Problem to solve: Render each line of the items below as a Markdown table with the columns Row and Line, numbering the rows and omitting blank lines. Leave the pictures out of the answer.

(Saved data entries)
☆ ☆ ☆ ☆ ☆ ☆ ☆

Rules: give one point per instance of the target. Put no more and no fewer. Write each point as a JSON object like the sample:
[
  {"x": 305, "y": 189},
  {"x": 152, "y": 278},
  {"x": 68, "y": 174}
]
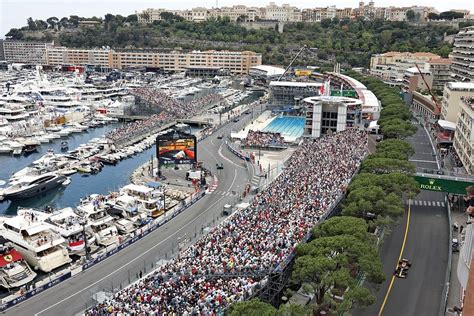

☆ ☆ ☆ ☆ ☆ ☆ ☆

Exercise answer:
| Row | Line |
|---|---|
| 1 | Rules: give one point per instance of the target. Put no more and no fewer. Write each point as a JSON object like the sample: |
| 2 | [ |
| 3 |   {"x": 305, "y": 189}, |
| 4 |   {"x": 152, "y": 278}, |
| 5 |   {"x": 68, "y": 174} |
| 6 | ] |